**About this exercise:** Copy each line containing the word "game" from the records that follow, please.

[Extracted data entries]
◇ ◇ ◇ ◇ ◇
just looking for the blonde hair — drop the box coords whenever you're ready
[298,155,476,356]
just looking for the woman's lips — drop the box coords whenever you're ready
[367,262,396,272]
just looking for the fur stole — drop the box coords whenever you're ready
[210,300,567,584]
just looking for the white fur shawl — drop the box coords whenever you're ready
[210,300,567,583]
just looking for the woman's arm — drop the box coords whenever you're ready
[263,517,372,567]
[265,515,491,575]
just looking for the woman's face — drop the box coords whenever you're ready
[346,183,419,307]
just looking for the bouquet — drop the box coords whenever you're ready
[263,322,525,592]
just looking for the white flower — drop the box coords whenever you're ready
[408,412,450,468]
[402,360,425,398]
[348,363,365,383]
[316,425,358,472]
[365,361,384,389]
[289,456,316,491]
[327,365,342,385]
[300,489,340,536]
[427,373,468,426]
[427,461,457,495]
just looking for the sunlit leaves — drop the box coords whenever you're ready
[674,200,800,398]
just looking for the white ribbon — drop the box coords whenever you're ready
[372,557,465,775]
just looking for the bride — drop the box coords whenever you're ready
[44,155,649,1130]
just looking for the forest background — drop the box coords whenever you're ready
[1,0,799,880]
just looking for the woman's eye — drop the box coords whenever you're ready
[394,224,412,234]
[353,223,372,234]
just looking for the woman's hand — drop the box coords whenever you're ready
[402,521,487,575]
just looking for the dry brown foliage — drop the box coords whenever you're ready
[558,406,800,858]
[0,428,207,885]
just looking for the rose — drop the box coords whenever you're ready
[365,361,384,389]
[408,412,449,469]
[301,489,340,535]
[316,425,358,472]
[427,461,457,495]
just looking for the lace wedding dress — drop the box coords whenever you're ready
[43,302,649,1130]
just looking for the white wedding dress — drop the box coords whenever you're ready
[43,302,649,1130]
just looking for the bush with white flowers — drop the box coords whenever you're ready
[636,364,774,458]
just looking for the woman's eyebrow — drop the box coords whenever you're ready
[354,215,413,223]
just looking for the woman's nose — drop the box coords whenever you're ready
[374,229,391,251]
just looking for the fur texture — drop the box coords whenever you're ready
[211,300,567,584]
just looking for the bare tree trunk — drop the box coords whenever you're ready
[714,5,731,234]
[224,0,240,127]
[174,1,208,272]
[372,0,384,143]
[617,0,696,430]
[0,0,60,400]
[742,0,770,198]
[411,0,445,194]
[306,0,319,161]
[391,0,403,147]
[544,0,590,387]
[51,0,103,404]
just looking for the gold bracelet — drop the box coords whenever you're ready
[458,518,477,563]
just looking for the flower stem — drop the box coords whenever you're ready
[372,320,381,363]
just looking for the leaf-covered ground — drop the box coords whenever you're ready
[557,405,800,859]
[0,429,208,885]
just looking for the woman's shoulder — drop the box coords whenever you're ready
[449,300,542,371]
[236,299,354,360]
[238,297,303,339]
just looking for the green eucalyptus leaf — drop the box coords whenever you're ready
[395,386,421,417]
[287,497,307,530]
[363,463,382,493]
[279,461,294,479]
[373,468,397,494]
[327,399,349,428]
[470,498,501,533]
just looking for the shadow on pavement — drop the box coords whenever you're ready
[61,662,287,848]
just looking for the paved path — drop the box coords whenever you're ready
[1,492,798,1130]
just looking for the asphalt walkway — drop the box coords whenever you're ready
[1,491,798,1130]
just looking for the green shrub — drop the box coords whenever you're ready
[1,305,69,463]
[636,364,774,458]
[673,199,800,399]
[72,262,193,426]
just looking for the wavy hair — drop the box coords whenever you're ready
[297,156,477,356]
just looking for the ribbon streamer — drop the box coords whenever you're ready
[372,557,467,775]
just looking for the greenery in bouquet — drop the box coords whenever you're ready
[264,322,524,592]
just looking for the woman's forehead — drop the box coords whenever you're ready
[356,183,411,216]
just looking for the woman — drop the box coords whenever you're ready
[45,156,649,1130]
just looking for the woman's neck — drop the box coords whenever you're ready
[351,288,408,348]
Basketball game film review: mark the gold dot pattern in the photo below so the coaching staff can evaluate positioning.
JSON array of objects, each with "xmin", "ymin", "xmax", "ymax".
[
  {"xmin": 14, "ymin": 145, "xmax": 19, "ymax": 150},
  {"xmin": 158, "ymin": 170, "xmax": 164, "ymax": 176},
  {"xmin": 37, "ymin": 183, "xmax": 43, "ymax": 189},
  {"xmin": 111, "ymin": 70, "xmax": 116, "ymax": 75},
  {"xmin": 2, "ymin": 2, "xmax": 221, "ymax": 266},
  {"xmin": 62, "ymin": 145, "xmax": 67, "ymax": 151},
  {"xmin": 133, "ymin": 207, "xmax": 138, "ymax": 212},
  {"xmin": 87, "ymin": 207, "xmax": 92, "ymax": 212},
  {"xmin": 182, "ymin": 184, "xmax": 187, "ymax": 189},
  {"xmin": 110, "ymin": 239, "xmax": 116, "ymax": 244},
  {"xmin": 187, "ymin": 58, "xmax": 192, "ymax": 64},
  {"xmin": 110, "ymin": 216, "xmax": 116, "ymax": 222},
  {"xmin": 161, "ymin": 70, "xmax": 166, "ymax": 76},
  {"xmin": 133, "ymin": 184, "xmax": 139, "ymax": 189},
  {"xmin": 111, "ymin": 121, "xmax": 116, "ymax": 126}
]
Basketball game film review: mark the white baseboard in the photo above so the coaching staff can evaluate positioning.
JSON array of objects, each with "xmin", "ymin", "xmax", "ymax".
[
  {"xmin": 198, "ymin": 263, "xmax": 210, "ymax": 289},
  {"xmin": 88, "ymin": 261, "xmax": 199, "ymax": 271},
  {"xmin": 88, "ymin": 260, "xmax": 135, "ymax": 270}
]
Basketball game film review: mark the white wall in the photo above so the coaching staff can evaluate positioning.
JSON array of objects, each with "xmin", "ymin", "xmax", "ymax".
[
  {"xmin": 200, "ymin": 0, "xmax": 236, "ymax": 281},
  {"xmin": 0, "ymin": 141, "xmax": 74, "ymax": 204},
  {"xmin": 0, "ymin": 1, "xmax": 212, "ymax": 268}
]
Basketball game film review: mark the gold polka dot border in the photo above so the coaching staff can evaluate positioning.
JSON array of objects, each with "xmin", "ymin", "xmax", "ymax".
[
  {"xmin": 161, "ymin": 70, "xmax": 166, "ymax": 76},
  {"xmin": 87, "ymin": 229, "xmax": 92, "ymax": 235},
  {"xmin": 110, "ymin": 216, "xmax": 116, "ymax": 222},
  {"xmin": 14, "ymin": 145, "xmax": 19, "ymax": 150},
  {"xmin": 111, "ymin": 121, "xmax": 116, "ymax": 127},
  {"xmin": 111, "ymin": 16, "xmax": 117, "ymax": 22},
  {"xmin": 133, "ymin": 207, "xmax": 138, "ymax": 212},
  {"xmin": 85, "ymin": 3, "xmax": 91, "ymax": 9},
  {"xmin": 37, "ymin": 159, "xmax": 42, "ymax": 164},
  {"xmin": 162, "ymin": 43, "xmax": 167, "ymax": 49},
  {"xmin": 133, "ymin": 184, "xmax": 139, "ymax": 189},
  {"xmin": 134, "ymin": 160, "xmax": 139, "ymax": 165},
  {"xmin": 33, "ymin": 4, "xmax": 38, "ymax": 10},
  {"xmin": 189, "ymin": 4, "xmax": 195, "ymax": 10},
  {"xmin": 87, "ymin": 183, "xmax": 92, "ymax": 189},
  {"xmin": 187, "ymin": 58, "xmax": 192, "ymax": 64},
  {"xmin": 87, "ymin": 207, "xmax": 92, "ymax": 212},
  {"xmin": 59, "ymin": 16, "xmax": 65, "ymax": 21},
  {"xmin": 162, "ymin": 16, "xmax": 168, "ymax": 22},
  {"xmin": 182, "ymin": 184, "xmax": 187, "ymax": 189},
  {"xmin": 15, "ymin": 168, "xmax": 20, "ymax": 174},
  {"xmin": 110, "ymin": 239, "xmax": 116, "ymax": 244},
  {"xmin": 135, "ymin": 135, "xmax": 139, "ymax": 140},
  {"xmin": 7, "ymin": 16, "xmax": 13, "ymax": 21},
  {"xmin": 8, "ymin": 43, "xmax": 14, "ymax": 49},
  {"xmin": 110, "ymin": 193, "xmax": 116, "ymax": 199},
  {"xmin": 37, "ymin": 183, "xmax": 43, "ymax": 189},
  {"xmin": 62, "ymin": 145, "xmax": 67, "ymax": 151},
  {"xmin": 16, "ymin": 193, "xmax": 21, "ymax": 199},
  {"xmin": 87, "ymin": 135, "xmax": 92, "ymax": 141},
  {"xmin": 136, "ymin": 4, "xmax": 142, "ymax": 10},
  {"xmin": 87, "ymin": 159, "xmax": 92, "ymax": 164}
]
◇ ◇ ◇ ◇ ◇
**Exercise response:**
Basketball game film review: mark the gold dot pattern in the photo below so the coaching staff can evaluate positioning.
Basketball game film review: mark the white baseboard in the photo above so the coaching staff can evaluate positioning.
Basketball game film review: mark the white wall in the photo above so the coaching staff can evaluate positioning.
Basketball game film review: mark the gold polka dot border in the photo above so the coaching staff can evaluate positioning.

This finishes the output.